Object outline annotations:
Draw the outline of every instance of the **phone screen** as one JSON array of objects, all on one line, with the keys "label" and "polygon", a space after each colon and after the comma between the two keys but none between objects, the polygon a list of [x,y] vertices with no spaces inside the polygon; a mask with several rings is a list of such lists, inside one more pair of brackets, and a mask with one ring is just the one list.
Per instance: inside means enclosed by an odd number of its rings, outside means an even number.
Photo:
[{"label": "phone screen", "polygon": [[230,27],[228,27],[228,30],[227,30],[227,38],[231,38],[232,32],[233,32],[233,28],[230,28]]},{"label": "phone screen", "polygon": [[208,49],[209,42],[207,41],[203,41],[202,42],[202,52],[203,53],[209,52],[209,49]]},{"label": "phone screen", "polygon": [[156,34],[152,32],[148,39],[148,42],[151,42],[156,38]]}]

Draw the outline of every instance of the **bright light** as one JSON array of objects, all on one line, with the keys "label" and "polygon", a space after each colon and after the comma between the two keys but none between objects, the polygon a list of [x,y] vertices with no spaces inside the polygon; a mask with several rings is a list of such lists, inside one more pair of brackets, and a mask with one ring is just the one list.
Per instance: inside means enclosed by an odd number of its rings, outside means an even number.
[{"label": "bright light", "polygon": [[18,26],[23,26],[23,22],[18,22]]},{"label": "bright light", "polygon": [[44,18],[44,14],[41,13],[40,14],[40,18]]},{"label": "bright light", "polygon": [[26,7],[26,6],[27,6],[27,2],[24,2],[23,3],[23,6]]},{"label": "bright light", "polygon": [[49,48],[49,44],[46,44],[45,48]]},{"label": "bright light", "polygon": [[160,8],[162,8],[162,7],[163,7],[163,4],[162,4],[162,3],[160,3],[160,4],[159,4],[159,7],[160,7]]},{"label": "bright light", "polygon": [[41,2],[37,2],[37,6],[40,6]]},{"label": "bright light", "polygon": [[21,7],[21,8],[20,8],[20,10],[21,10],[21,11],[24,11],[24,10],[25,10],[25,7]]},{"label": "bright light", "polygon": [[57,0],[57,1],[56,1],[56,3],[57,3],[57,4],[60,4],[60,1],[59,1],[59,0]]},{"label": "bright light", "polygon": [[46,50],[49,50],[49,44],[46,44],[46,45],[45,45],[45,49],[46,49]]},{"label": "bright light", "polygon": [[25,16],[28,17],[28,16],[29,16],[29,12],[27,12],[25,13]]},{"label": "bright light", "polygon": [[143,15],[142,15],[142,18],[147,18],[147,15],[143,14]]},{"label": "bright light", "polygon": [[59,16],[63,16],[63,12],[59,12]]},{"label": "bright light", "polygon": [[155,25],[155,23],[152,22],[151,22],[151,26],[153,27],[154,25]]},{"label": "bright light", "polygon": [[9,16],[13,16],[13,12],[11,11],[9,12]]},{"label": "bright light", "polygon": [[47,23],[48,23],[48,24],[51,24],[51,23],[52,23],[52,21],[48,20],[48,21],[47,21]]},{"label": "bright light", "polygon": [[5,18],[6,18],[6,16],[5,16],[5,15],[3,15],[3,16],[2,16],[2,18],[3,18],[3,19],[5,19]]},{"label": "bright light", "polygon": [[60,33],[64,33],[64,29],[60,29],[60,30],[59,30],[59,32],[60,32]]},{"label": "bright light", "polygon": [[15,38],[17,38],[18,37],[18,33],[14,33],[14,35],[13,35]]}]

### WRITTEN PROBLEM
Express the lines above as a JSON list of strings with one string per line, leaving out blank lines.

### SOLUTION TO THE EXERCISE
[
  "Draw the outline of every instance of the **phone screen** as one JSON array of objects, all on one line, with the keys \"label\" and \"polygon\", a space after each colon and after the comma between the two keys but none between objects, the polygon a list of [x,y] vertices with no spaces inside the polygon; a mask with several rings is a list of such lists, inside one more pair of brackets, and a mask with one ring is just the one list.",
  "Per instance: inside means enclosed by an odd number of its rings, outside means an even number.",
  "Photo:",
  "[{\"label\": \"phone screen\", \"polygon\": [[230,27],[228,27],[228,30],[227,30],[227,38],[231,38],[232,32],[233,32],[233,28],[230,28]]},{\"label\": \"phone screen\", \"polygon\": [[208,49],[209,42],[207,41],[203,41],[202,42],[202,52],[203,53],[209,52],[209,49]]},{\"label\": \"phone screen\", \"polygon\": [[156,34],[152,32],[148,39],[148,42],[151,42],[156,38]]}]",
  "Draw the outline of every instance of the **bright light** as one JSON array of objects, all on one line, with the keys \"label\" and \"polygon\", a space after each colon and after the comma between the two keys but none between objects, the polygon a list of [x,y] vertices with no spaces inside the polygon; a mask with several rings is a list of such lists, inside one more pair of brackets, and a mask with one ring is just the one list.",
  "Per instance: inside means enclosed by an odd number of its rings, outside means an even number.",
  "[{\"label\": \"bright light\", \"polygon\": [[18,26],[23,26],[23,22],[18,22]]},{\"label\": \"bright light\", \"polygon\": [[44,18],[44,14],[41,13],[40,14],[40,18]]},{\"label\": \"bright light\", \"polygon\": [[26,7],[26,6],[27,6],[27,2],[24,2],[23,3],[23,6]]},{\"label\": \"bright light\", \"polygon\": [[49,48],[49,44],[46,44],[45,48]]},{\"label\": \"bright light\", \"polygon\": [[160,8],[162,8],[162,7],[163,7],[163,4],[162,4],[162,3],[160,3],[160,4],[159,4],[159,7],[160,7]]},{\"label\": \"bright light\", \"polygon\": [[41,2],[37,2],[37,6],[40,6]]},{\"label\": \"bright light\", \"polygon\": [[21,7],[21,8],[20,8],[20,10],[21,10],[21,11],[24,11],[24,10],[25,10],[25,7]]},{\"label\": \"bright light\", \"polygon\": [[57,0],[57,1],[56,1],[56,3],[57,3],[57,4],[60,4],[60,1],[59,1],[59,0]]},{\"label\": \"bright light\", \"polygon\": [[46,50],[49,50],[49,44],[46,44],[46,45],[45,45],[45,49],[46,49]]},{\"label\": \"bright light\", \"polygon\": [[25,16],[28,17],[28,16],[29,16],[29,12],[27,12],[25,13]]},{\"label\": \"bright light\", \"polygon\": [[143,15],[142,15],[142,18],[147,18],[147,15],[143,14]]},{\"label\": \"bright light\", \"polygon\": [[59,16],[63,16],[63,12],[59,12]]},{\"label\": \"bright light\", \"polygon\": [[155,25],[155,23],[152,22],[151,22],[151,26],[153,27],[154,25]]},{\"label\": \"bright light\", \"polygon\": [[9,16],[13,16],[13,12],[11,11],[9,12]]},{\"label\": \"bright light\", \"polygon\": [[47,23],[48,23],[48,24],[51,24],[51,23],[52,23],[52,21],[48,20],[48,21],[47,21]]},{\"label\": \"bright light\", \"polygon\": [[5,18],[6,18],[6,16],[5,16],[5,15],[3,15],[3,16],[2,16],[2,18],[3,18],[3,19],[5,19]]},{\"label\": \"bright light\", \"polygon\": [[60,33],[64,33],[64,29],[60,29],[60,30],[59,30],[59,32],[60,32]]},{\"label\": \"bright light\", \"polygon\": [[15,38],[17,38],[18,37],[18,33],[14,33],[14,35],[13,35]]}]"
]